What to produce ▸ From the line containing "output: a complete" to the end of the data, retype every line exactly and nothing else. Drop the pictures.

Material for this task ▸
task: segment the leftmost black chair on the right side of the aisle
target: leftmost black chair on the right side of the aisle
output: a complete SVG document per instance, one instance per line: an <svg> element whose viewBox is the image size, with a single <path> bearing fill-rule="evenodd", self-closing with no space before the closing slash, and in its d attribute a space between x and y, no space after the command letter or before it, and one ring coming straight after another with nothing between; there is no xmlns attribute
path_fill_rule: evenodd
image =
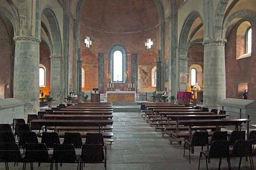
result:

Answer to the exercise ▸
output: a complete SVG document per instance, one instance per line: an <svg> element whose viewBox is the image size, with a single <path> bearing fill-rule="evenodd", self-closing with no space before the closing slash, and in its d attribute a space between x and y, no space after the command letter or before it, and one ring coming straight after another with nothing between; there is no xmlns attribute
path_fill_rule: evenodd
image =
result:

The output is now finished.